From: Omar Sandoval <osandov@fb.com>

Direct I/O read repair is an over-complicated mess. There is major code
duplication between __btrfs_subio_endio_read() (checks checksums and
handles I/O errors for files with checksums),
__btrfs_correct_data_nocsum() (handles I/O errors for files without
checksums), btrfs_retry_endio() (checks checksums and handles I/O errors
for retries of files with checksums), and btrfs_retry_endio_nocsum()
(handles I/O errors for retries of files without checksum). If it sounds
like these should be one function, that's because they should.

After the previous commit getting rid of orig_bio, we can reuse the same
endio callback for repair I/O and the original I/O, we just need to
track the file offset and original iterator in the repair bio. We can
also unify the handling of files with and without checksums and replace
the atrocity that was probably the inspiration for "Go To Statement
Considered Harmful" with normal loops. We also no longer have to wait
for each repair I/O to complete one by one.

Signed-off-by: Omar Sandoval <osandov@fb.com>
---
 fs/btrfs/extent_io.c |   2 +
 fs/btrfs/inode.c     | 268 +++++++------------------------------------
 2 files changed, 44 insertions(+), 226 deletions(-)

_Data_

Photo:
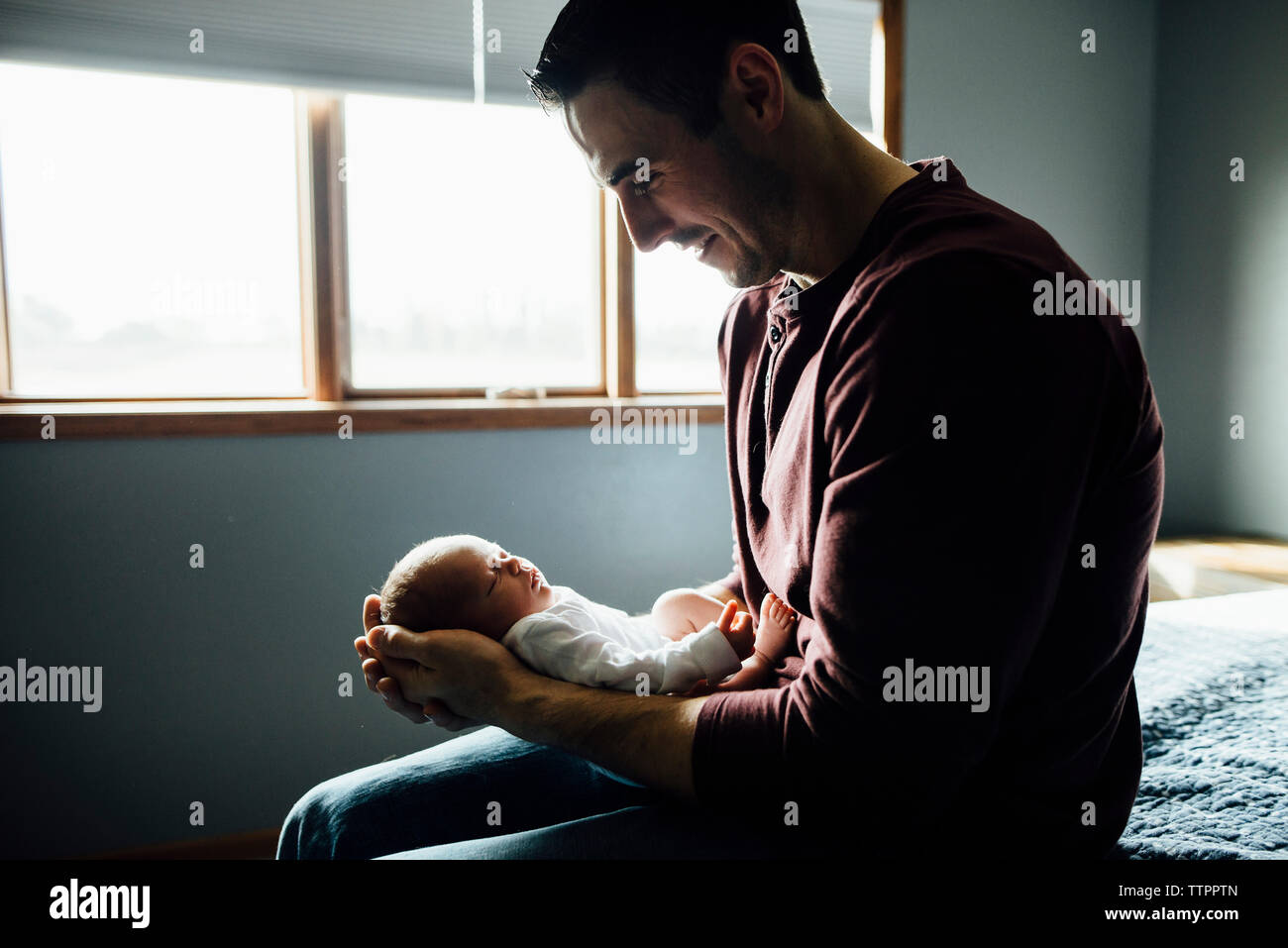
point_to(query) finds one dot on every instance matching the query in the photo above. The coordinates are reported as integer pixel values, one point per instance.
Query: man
(956, 493)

_Work instructions_
A. Reproduce the btrfs patch message word for word from "From: Omar Sandoval" to "checksums), and btrfs_retry_endio_nocsum()".
B. Carry on the btrfs patch message past its final line.

_Outputs in order_
A.
From: Omar Sandoval <osandov@fb.com>

Direct I/O read repair is an over-complicated mess. There is major code
duplication between __btrfs_subio_endio_read() (checks checksums and
handles I/O errors for files with checksums),
__btrfs_correct_data_nocsum() (handles I/O errors for files without
checksums), btrfs_retry_endio() (checks checksums and handles I/O errors
for retries of files with checksums), and btrfs_retry_endio_nocsum()

B.
diff --git a/fs/btrfs/extent_io.c b/fs/btrfs/extent_io.c
index aee35d431f91..fad86ef4d09d 100644
--- a/fs/btrfs/extent_io.c
+++ b/fs/btrfs/extent_io.c
@@ -2622,6 +2622,8 @@ struct bio *btrfs_create_repair_bio(struct inode *inode, struct bio *failed_bio,
 	}
 
 	bio_add_page(bio, page, failrec->len, pg_offset);
+	btrfs_io_bio(bio)->logical = failrec->start;
+	btrfs_io_bio(bio)->iter = bio->bi_iter;
 
 	return bio;
 }
diff --git a/fs/btrfs/inode.c b/fs/btrfs/inode.c
index 40c1562704e9..ef302b7c6c2d 100644
--- a/fs/btrfs/inode.c
+++ b/fs/btrfs/inode.c
@@ -7463,19 +7463,17 @@ static int btrfs_check_dio_repairable(struct inode *inode,
 
 static blk_status_t dio_read_error(struct inode *inode, struct bio *failed_bio,
 				   struct page *page, unsigned int pgoff,
-				   u64 start, u64 end, int failed_mirror,
-				   bio_end_io_t *repair_endio, void *repair_arg)
+				   u64 start, u64 end, int failed_mirror)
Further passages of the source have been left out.